17. Punishment for Haraabah.--Whoever, being an
adult, is guilty of haraabah in the course of which neither any murder has been
committed nor any property has been taken away shall be punished with whipping
not exceeding thirty stripes and with rigorous imprisonment until the Court is
satisfied of his being sincerely penitent:
Provided that the
sentence of imprisonment shall in no case be less than three years.
(2) Whoever, being an adult, is guilty of
haraabah in the course of which no property has been taken away but hurt has
been caused to any person shall, in addition to the punishment provided for in
sub-section (1), be punished for causing such hurt in accordance with such
other law as may for the time being be applicable.

──────────────────────────────

> [ACTIVITIES]
**A.** Under the passage on punishment for haraabah, what is the shortest prison sentence that may be imposed?
**B.** Write the next part of the passage on punishment for haraabah, picking up after its final sentence.
You can set the rows aside, since nothing here depends on them.

> [EXTRACTED MATERIAL]
──────────────────────────────

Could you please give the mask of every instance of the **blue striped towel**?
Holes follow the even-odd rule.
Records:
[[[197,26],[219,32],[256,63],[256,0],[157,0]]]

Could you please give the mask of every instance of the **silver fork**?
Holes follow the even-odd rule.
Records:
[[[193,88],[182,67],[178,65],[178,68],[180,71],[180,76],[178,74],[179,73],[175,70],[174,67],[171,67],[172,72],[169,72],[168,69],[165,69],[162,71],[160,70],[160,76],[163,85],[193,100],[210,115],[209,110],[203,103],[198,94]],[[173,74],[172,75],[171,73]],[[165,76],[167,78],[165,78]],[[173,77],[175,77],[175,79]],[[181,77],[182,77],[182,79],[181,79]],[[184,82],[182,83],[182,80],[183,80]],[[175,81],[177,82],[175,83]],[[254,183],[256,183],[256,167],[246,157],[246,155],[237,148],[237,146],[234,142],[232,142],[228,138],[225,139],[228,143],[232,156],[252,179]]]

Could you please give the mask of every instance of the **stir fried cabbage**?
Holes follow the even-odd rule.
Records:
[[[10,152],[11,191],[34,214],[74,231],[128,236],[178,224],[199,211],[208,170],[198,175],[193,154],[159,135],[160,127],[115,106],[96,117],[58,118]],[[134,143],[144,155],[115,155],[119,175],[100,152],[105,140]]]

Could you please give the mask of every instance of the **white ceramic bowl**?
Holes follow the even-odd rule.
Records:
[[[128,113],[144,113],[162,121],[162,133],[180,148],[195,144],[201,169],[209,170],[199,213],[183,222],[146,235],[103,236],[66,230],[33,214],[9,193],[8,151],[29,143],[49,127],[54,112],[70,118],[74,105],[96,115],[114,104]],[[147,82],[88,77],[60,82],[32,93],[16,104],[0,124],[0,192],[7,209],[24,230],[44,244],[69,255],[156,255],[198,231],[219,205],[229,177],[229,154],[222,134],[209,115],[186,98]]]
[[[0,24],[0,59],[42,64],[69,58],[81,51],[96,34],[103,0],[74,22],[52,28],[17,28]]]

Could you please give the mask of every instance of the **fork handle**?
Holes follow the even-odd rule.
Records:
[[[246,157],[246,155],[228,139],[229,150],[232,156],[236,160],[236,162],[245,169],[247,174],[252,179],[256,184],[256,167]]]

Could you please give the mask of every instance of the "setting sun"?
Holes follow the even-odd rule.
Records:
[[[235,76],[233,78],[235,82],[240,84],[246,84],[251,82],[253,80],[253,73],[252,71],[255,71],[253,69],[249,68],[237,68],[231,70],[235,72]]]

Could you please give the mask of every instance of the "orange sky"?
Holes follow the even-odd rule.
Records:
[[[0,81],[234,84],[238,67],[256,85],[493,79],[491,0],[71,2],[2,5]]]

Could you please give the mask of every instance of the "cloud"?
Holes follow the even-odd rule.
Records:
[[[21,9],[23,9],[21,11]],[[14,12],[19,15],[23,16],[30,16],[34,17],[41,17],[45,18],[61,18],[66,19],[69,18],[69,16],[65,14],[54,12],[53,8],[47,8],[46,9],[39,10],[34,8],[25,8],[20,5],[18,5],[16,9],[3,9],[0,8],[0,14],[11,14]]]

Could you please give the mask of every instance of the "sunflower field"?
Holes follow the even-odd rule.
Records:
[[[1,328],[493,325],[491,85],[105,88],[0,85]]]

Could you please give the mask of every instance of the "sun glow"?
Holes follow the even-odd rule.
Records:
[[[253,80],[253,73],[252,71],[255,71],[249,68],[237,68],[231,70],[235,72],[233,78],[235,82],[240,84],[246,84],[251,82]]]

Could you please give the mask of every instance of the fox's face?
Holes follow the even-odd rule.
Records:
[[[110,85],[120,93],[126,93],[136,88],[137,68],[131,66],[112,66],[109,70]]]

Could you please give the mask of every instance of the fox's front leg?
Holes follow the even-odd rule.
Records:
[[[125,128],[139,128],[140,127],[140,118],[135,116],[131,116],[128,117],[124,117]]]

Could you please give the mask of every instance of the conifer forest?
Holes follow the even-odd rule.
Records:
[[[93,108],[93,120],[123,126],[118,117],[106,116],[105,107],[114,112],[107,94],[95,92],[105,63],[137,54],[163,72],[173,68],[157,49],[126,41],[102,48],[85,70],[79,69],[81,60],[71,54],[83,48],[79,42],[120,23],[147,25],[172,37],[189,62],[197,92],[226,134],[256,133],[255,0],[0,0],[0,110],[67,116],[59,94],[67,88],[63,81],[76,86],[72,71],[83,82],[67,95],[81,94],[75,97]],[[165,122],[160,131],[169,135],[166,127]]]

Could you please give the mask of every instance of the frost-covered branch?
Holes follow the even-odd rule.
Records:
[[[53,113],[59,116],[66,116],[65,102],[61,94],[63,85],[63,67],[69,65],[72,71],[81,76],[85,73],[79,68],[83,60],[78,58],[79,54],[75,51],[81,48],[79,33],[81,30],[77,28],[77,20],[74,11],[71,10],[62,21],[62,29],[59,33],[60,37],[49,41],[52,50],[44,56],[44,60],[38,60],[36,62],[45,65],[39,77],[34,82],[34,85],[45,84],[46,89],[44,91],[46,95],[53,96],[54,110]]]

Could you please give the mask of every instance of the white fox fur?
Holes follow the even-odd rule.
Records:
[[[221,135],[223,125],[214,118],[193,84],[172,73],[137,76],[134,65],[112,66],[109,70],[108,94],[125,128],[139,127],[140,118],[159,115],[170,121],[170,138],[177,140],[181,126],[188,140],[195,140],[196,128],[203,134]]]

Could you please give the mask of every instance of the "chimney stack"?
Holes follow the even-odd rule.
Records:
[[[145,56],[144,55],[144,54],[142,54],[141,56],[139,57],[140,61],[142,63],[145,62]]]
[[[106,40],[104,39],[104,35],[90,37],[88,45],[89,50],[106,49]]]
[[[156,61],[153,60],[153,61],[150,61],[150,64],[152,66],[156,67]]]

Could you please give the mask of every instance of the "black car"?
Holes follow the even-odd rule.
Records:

──────────────────────────────

> [OUTPUTS BY TASK]
**A.** Three years.

**B.**
(3) Whoever, being an adult, is guilty of
haraabah in the course of which no murder has been committed but property the
value of which amounts to or exceeds, the nisab has been taken away shall be
punished with amputation of his right hand from the wrist and of his left foot
from the ankle:
Provided that, when the
offence of haraabah has been committed conjointly by more than one person, the punishment
of amputation shall be imposed only if the value of the share of each one of
them is not less than the nisab:
Provided further that,
if the left hand or the right foot of the offender is missing or is entirely
unserviceable, the punishment of amputation of the other hand or foot, as the
case may be, shall not be imposed and the offender shall be punished with
rigorous imprisonment for a term which may extend to fourteen years and with
whipping not exceeding thirty stripes.
(4) Whoever, being an adult, is guilty of
"haraabah" in the course of which he commits murder shall be punished
with death imposed as hadd.
(5) Punishment under sub-section (3), except that
under the second proviso thereto, or under sub-section (4), shall not be
executed unless it is confirmed by the Court to which an appeal from the order
of conviction lies, and if the punishment be of amputation, until it is
confirmed and executed the convict shall be dealt with in the same manner as if
sentenced to simple imprisonment.
(6) The provisions of sub-section (6) and
sub-section (7) of Section 9 shall apply to the execution of the punishment of
the amputation under this section.
COMMENTARY
Punishment
with amputation foot from the ankle. Sentence of five years.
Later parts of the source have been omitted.